--- WHAT THIS TASK INVOLVES ---
Would you transcribe all of the entries that follow, word for word?

________________________

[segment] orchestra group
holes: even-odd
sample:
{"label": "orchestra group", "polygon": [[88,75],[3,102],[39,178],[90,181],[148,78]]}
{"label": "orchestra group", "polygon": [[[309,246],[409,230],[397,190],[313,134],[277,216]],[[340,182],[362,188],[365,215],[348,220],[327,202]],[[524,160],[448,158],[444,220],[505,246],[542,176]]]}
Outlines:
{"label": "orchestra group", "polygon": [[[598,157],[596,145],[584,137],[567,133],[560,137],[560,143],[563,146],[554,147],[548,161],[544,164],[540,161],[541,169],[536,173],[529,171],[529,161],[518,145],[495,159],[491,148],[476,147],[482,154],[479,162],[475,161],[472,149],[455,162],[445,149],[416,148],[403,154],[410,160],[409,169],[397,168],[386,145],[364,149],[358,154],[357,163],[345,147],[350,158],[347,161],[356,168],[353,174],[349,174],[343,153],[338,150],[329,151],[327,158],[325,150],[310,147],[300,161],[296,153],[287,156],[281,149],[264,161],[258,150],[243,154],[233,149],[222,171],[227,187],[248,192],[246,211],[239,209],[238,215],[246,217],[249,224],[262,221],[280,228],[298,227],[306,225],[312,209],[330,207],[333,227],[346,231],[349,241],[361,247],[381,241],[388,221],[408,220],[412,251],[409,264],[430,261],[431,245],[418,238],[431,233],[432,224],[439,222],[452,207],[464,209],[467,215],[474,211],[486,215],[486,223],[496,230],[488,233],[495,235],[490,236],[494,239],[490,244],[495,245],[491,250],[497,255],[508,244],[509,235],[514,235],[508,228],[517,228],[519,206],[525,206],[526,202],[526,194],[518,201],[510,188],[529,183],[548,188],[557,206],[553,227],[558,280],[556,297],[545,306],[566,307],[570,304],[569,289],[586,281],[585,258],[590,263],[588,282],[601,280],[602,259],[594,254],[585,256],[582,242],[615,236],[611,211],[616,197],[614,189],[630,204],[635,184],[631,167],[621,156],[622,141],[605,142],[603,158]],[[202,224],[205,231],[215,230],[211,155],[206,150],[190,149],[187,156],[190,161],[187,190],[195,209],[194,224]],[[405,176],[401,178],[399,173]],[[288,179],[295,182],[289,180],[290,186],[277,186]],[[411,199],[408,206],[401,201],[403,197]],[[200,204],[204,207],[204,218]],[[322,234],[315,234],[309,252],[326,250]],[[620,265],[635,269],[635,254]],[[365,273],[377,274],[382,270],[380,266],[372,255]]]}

________________________

--- EXERCISE OUTPUT ---
[segment] orchestra group
holes: even-odd
sample:
{"label": "orchestra group", "polygon": [[88,75],[3,102],[39,178],[90,181],[148,78]]}
{"label": "orchestra group", "polygon": [[[309,246],[409,230],[397,190],[313,134],[277,216]],[[340,182],[362,188],[365,215],[348,220],[327,202]],[[524,160],[448,158],[444,220],[505,246],[542,176]]]}
Outlines:
{"label": "orchestra group", "polygon": [[[598,157],[596,145],[584,137],[567,133],[560,137],[560,143],[563,146],[554,147],[548,161],[544,164],[540,161],[541,169],[536,173],[529,171],[529,161],[518,145],[495,159],[491,148],[476,147],[482,154],[479,162],[475,161],[472,149],[455,162],[445,149],[416,148],[403,154],[410,160],[409,169],[397,168],[386,145],[364,149],[358,154],[357,163],[345,147],[350,158],[347,161],[356,168],[353,174],[349,174],[343,153],[338,150],[329,151],[327,158],[325,150],[310,147],[300,161],[296,153],[287,156],[281,149],[264,161],[258,150],[243,154],[233,149],[222,171],[227,187],[248,192],[246,211],[239,209],[238,215],[246,217],[249,224],[262,221],[280,228],[298,227],[306,225],[312,209],[330,207],[333,227],[346,231],[349,241],[361,247],[381,241],[388,221],[408,220],[412,251],[409,264],[430,261],[431,245],[418,238],[431,233],[432,224],[439,222],[452,207],[464,209],[467,215],[474,211],[486,215],[486,223],[496,230],[488,233],[495,235],[490,236],[494,239],[490,244],[495,245],[491,250],[497,255],[508,244],[509,235],[514,235],[508,228],[517,228],[519,206],[525,206],[526,202],[526,194],[518,201],[510,188],[529,183],[548,188],[557,206],[553,227],[558,280],[556,297],[545,306],[566,307],[570,304],[569,289],[586,281],[585,258],[590,263],[588,282],[601,280],[602,259],[594,254],[585,256],[582,242],[615,236],[611,211],[616,197],[614,189],[630,204],[635,184],[631,167],[621,156],[622,141],[605,142],[603,158]],[[202,224],[205,231],[215,230],[211,155],[206,150],[190,149],[187,156],[190,161],[187,190],[195,209],[194,224]],[[405,176],[401,178],[399,173]],[[288,179],[295,182],[289,180],[290,186],[277,186]],[[411,199],[408,206],[401,201],[403,197]],[[200,204],[204,207],[204,218]],[[322,234],[315,234],[309,252],[326,250]],[[620,265],[635,269],[635,254]],[[365,273],[377,274],[382,270],[380,266],[372,255]]]}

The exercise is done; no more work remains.